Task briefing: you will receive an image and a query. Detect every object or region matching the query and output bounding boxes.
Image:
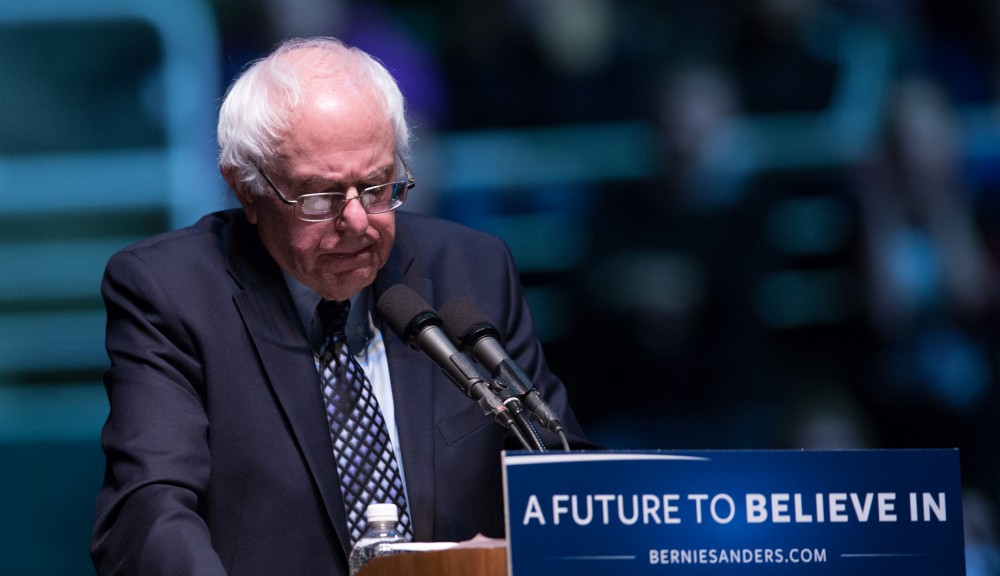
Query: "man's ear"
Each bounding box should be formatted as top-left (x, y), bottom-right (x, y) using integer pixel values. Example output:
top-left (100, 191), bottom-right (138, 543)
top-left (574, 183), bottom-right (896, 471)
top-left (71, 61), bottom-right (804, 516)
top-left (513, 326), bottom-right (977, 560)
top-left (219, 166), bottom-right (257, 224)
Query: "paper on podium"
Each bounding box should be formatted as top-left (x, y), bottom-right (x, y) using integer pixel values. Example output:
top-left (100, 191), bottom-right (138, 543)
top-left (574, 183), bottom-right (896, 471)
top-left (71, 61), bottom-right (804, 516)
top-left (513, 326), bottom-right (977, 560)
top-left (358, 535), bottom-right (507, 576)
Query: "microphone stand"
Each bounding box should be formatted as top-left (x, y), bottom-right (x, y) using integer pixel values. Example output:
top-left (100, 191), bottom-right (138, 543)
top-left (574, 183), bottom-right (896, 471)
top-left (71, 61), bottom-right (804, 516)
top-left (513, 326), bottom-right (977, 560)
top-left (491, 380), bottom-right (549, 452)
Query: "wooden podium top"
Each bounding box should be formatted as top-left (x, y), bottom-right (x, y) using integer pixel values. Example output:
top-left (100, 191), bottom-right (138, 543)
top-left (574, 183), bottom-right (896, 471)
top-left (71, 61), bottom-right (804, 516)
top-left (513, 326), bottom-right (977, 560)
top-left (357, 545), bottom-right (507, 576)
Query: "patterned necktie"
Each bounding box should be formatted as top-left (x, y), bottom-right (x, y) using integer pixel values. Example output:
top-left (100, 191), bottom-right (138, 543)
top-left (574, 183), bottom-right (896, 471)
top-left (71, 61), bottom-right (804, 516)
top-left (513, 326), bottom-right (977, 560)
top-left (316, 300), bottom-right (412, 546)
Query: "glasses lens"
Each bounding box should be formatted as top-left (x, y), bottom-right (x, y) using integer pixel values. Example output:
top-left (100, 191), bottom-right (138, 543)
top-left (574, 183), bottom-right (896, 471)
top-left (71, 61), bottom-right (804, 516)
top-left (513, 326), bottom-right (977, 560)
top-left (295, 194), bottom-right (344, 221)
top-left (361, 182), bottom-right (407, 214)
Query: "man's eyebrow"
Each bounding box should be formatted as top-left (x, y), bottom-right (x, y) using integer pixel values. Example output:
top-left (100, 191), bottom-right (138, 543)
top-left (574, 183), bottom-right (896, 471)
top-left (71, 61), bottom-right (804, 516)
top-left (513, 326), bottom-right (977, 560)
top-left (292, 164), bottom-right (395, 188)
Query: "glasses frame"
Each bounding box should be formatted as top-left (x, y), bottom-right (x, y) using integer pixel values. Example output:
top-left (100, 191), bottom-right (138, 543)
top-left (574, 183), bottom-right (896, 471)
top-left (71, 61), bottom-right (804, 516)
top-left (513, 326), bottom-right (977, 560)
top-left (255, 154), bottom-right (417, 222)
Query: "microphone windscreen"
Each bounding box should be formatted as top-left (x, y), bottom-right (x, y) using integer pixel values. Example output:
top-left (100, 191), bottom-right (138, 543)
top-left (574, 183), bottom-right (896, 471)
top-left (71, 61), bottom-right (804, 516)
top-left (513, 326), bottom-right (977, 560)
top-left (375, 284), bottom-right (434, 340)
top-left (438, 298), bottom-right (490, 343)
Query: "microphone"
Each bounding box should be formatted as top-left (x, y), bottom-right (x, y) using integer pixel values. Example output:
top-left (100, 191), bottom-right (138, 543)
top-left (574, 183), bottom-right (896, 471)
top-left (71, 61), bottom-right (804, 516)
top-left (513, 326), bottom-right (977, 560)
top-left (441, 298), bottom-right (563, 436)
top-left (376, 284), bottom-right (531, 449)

════════════════

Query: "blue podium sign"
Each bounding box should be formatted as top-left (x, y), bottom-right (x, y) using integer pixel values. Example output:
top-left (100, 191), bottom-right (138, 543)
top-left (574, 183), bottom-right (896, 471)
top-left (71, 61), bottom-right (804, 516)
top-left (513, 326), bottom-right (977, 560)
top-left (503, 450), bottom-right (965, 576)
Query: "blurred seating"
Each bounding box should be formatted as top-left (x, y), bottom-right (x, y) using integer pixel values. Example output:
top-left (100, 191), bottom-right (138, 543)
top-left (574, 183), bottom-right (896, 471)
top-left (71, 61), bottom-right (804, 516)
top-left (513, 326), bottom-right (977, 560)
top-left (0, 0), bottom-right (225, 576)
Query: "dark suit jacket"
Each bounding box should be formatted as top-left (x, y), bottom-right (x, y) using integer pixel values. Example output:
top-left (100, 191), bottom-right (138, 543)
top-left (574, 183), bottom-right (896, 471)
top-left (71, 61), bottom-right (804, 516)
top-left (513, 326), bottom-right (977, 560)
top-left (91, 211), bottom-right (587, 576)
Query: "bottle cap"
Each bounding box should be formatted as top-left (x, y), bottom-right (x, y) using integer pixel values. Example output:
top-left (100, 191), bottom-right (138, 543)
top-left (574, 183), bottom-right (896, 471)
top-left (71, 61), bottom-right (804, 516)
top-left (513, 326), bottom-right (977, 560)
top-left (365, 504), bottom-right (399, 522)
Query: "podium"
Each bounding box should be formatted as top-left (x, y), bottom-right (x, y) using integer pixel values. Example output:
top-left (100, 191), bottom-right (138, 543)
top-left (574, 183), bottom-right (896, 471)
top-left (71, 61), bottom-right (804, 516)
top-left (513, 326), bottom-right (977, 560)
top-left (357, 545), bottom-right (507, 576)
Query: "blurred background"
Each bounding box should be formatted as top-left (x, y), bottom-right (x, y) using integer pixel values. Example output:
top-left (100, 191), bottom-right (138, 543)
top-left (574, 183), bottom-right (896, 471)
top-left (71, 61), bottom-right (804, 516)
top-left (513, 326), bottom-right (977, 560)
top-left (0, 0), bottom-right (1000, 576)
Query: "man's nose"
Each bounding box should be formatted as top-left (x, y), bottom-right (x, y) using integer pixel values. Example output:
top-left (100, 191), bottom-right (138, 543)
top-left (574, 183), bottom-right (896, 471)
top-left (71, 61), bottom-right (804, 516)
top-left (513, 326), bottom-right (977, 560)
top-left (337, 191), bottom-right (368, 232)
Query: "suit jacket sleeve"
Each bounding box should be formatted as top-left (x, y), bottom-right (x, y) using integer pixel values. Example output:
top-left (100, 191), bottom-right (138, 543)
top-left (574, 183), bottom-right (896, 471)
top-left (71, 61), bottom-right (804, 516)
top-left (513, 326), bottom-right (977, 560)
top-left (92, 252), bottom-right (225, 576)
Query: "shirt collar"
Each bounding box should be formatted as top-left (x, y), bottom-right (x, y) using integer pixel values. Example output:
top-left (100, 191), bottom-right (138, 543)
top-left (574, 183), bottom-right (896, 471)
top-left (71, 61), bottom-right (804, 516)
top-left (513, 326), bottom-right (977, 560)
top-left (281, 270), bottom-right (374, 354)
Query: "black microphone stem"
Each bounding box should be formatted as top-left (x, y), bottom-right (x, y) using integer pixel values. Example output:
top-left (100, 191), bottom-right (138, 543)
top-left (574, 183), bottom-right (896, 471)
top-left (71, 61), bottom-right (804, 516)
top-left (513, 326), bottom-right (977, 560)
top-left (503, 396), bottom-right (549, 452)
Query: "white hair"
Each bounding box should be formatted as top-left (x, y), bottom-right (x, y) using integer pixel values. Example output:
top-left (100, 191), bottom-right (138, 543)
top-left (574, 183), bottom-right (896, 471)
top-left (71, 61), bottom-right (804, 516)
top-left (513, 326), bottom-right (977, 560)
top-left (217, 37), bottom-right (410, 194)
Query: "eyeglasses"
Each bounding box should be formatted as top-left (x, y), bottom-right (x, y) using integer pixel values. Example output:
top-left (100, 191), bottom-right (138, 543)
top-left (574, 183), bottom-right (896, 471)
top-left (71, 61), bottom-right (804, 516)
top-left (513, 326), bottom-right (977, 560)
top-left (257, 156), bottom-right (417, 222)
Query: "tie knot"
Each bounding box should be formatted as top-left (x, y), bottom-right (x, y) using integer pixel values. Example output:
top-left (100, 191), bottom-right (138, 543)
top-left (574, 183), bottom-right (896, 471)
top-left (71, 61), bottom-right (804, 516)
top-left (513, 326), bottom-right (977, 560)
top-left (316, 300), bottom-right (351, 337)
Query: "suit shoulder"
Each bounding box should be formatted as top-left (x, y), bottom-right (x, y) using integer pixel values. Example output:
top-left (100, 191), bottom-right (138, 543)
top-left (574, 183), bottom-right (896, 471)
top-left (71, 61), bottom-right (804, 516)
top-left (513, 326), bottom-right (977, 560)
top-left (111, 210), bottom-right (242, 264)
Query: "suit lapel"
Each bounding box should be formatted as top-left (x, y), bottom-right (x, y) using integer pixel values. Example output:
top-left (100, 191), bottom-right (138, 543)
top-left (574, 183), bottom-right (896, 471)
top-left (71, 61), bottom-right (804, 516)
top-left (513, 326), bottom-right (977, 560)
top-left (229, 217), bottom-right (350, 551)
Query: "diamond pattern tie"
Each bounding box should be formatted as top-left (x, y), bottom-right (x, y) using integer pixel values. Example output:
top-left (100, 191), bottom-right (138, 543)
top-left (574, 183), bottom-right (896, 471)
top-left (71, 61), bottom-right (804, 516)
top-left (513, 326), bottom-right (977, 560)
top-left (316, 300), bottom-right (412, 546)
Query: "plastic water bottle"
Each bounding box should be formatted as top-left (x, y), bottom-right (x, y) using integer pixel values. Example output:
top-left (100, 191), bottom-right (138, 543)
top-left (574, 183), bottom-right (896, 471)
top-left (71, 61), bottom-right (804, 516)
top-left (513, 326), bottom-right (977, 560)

════════════════

### Job
Please render the records between the lines holding "Task briefing: you" and "top-left (491, 380), bottom-right (549, 452)", inclusive, as a two-column CSV with the headers record_text and record_answer. Give one row per record, put each field in double quotes with its line breaks turned into spaces, and leave the pictures out.

### Completed task
record_text,record_answer
"Task briefing: you will receive an image and a query. Detect every object or region matching the query and output bounding boxes. Image: Query: ""man's ear"" Each bounding box should be formatted as top-left (x, y), bottom-right (x, y) using integer pixel values. Example output: top-left (100, 191), bottom-right (138, 543) top-left (574, 183), bottom-right (896, 471) top-left (71, 61), bottom-right (804, 516) top-left (513, 326), bottom-right (977, 560)","top-left (219, 166), bottom-right (257, 224)"
"Query: ""paper on podium"" Each bounding box should be formatted as top-left (x, y), bottom-right (x, y) using integer pixel values. Example output: top-left (100, 191), bottom-right (138, 543) top-left (574, 183), bottom-right (896, 471) top-left (71, 61), bottom-right (804, 516) top-left (513, 326), bottom-right (977, 560)","top-left (358, 535), bottom-right (507, 576)"
"Query: ""microphone stand"" Each bounding box should be formatted as top-left (x, y), bottom-right (x, y) using integer pixel values. Example output: top-left (100, 191), bottom-right (138, 543) top-left (574, 183), bottom-right (896, 471) top-left (71, 61), bottom-right (804, 516) top-left (513, 326), bottom-right (977, 560)","top-left (491, 380), bottom-right (549, 452)"